==== AANGELEVERDE TEKST

Brout, Robert (1928-2011)
Deeltjesfysicus en hoogleraar aan de Université libre de Bruxelles, geboren op 14 juni 1928 in New York en gestorven op 3 mei 2011 in Linkebeek.
Biografie
Brout behaalde in 1953 zijn diploma als Doctor in de Fysica aan Columbia University. Als postdoctoraal onderzoeker was hij een leerling van de Belgische natuurkundige Ilya Prigogine. Hij kon al snel aan de slag, eerst aan de universiteit van Rochester en dan als docent aan Cornell University. Het was daar dat hij in 1959 kennismaakte met zijn nieuwe onderzoeksassistent, de vier jaar jongere Belg François Englert. De beide mannen werkten nauw samen in het domein van statistische fysica. Toen Englert in 1961, bij afloop van zijn termijn als research associate, naar België terugkeerde, nam Brout ontslag en trok, samen met zijn vrouw Martine en zijn kinderen, Englert achterna. Net als Englert kon hij aan de Université libre de Bruxelles aan de slag. Hij kwam er terecht op de leerstoel theoretische natuurkunde. Brouts verdere wetenschappelijke carrière zou zich hier afspelen. Naar Amerika keerde hij nooit meer terug. Brout werd uiteindelijk ook Belg.

========
==== AANGELEVERD MATERIAAL

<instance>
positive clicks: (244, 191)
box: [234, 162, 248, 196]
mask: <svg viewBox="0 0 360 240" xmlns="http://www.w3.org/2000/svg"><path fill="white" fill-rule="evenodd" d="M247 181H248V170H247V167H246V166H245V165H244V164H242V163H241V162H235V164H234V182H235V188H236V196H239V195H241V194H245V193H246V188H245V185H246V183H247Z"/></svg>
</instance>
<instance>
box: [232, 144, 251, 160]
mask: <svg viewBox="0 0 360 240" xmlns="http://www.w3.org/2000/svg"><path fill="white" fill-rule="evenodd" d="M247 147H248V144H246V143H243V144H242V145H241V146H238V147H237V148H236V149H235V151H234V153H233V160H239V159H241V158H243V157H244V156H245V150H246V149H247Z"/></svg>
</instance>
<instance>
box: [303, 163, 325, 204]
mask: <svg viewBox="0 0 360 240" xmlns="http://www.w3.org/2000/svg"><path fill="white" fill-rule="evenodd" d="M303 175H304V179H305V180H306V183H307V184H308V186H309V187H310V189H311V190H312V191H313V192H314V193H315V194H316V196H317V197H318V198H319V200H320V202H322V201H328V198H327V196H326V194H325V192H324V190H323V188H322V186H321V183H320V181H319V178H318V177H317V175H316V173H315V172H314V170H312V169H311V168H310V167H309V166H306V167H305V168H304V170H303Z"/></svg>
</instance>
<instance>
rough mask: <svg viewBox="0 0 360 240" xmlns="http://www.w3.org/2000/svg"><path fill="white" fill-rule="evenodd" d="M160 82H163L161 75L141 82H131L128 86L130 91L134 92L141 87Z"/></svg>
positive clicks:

========

UIT TE VOEREN OPDRACHTEN:
[a] Typ uit de tekst over Robert Brout het gedeelte vanaf "Brout, Robert (1928-2011)" tot en met "2011 in Linkebeek." woordelijk over.
[b] Leg aan de hand van de tekst over Robert Brout uit waarom Brout naar België verhuisde.
[c] Beantwoord de volgende vragen over de tekst over Robert Brout.
(i) Aan welke universiteit behaalde Brout in 1953 zijn diploma als Doctor in de Fysica?
(ii) Welke leerstoel bekleedde hij aan de Université libre de Bruxelles?
(iii) Waar overleed Brout?
Het materiaal staat los van de tekst over Robert Brout.

ANTWOORDEN OPDRACHTEN:
[a]
Brout, Robert (1928-2011)
Deeltjesfysicus en hoogleraar aan de Université libre de Bruxelles, geboren op 14 juni 1928 in New York en gestorven op 3 mei 2011 in Linkebeek.

[b] Brout volgde François Englert, met wie hij nauw had samengewerkt in de statistische fysica. Toen Englert in 1961 na afloop van zijn termijn als research associate naar België terugkeerde, nam Brout ontslag en trok hij met zijn vrouw Martine en zijn kinderen Englert achterna.

[c]
(i) Aan Columbia University.
(ii) De leerstoel theoretische natuurkunde.
(iii) In Linkebeek.